ML: How did you get into acting? You initially went to college for something entirely different, right? 

ES: UVA was where I decided to pursue acting as a career. I did theater in middle school and high school, and I also did community theater. When I was at UVA, I was a Middle Eastern Studies major, and I thought I was going to go into the foreign service. I was also very heavily involved in the drama department, and I'm so grateful that the drama department there is so open to non-majors because it meant I could do both things. Then I had a really wonderful acting teacher who encouraged me to think about pursuing acting. He helped me work on auditions for grad schools, and I auditioned for several. I got into NYU, and I knew it was a good one, so I figured I should take advantage of that opportunity. I'm so glad that I did. 

ML: How did you get your SAG card?

ES: You know, I was asked this question in another interview recently, and I'm not entirely certain what my first SAG job was. I was trying to look back on my member page to see when I became a member, but it didn't tell me. I think it was a movie that I did called The Lucky Ones a few years after I was out of NYU. I mostly did theater, and then I did a little bit of TV. I feel like the television work that I did at first was back when SAG and AFTRA were two different unions. I think some of the work I did was AFTRA work.

* [What is asked]
In the acting interview, what did ES major in at UVA?

* [Dataset rows]
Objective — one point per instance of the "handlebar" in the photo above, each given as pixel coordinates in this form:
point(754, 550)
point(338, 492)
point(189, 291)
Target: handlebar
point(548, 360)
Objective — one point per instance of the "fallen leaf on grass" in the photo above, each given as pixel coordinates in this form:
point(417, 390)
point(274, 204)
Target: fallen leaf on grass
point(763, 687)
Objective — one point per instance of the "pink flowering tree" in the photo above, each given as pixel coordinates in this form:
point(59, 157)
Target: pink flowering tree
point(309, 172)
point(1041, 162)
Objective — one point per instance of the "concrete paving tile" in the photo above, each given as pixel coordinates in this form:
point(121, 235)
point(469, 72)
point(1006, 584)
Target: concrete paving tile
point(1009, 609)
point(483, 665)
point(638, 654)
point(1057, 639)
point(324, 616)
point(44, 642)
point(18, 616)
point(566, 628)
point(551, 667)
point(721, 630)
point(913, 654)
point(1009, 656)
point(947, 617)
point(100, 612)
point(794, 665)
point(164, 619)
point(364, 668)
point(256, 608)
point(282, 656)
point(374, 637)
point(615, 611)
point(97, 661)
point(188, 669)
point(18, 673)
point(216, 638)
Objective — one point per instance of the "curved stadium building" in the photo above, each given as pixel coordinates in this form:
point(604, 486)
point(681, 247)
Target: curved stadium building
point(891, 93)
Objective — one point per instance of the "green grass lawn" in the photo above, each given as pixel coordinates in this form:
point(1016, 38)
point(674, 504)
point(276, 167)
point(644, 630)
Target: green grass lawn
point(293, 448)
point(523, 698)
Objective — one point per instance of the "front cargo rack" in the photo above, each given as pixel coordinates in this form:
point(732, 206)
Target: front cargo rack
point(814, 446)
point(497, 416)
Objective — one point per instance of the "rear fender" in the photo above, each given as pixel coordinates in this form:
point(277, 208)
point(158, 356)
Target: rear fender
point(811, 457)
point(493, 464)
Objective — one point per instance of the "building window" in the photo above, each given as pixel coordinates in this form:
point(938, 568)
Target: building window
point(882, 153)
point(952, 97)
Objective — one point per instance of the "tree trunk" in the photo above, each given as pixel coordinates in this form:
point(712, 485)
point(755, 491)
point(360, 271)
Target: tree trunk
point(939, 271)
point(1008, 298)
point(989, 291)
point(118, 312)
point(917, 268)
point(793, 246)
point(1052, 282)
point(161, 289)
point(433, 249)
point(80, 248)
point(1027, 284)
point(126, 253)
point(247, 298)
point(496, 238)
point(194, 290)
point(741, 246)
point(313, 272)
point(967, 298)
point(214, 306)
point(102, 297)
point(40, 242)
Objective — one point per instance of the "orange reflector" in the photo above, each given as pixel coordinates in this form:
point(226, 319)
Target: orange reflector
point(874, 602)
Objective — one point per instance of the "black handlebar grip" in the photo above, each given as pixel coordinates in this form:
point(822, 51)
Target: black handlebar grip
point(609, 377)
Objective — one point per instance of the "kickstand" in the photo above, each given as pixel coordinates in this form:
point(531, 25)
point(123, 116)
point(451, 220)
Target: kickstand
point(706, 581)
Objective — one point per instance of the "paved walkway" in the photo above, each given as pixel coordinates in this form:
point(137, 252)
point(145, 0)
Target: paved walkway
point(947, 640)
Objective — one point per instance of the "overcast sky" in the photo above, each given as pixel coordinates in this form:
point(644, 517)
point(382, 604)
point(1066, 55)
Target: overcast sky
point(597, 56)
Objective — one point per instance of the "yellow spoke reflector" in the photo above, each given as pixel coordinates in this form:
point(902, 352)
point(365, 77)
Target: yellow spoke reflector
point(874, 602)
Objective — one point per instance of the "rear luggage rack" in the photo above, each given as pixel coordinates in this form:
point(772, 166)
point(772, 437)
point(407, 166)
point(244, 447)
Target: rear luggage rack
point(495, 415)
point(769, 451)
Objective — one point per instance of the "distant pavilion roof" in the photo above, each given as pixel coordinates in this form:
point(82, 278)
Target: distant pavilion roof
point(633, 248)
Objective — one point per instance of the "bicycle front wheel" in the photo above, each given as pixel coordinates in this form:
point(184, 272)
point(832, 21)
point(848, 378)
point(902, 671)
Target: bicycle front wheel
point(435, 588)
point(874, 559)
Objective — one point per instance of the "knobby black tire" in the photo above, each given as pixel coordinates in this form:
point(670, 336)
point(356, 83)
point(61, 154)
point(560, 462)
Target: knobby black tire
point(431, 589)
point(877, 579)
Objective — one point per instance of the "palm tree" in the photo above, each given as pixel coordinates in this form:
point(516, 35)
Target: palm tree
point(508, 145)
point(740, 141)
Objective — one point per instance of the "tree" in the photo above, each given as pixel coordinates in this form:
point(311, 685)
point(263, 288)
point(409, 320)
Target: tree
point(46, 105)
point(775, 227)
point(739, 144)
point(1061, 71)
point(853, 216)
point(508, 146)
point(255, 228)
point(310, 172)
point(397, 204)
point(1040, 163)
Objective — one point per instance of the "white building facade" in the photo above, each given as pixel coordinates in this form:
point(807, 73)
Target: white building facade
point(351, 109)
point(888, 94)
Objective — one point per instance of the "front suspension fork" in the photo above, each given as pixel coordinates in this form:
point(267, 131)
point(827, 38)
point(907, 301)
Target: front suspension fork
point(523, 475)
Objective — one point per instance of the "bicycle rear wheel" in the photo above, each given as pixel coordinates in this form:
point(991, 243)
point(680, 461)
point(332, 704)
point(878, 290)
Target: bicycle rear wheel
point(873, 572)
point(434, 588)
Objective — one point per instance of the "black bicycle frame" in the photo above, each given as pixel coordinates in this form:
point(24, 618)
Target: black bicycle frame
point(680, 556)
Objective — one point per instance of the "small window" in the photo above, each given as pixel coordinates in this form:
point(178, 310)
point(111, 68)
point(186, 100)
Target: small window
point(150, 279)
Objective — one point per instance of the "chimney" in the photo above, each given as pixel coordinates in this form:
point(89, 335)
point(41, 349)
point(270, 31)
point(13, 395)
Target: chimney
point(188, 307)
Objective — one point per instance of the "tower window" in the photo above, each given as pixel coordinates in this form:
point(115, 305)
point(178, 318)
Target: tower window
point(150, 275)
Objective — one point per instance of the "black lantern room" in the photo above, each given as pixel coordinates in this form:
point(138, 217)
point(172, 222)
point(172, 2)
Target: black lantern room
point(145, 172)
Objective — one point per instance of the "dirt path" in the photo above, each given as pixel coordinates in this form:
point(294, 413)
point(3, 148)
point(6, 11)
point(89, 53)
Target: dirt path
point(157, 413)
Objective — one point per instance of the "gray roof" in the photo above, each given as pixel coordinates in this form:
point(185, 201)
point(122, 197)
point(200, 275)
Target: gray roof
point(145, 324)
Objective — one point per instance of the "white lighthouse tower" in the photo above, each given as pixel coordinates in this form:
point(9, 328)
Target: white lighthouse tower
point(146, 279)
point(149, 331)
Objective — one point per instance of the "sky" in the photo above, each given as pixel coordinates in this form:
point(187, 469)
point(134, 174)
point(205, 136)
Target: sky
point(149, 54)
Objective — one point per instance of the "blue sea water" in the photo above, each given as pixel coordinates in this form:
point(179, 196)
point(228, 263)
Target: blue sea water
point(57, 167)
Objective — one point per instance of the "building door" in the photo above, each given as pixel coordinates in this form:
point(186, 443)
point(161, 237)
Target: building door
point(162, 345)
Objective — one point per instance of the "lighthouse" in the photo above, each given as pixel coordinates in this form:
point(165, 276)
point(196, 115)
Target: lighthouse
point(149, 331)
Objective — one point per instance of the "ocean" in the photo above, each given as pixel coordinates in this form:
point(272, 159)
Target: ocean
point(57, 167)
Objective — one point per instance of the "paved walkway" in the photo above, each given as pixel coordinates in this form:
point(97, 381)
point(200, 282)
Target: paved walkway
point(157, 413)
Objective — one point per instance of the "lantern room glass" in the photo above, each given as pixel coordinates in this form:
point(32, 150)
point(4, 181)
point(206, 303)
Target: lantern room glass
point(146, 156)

* [Finished task]
Middle Eastern Studies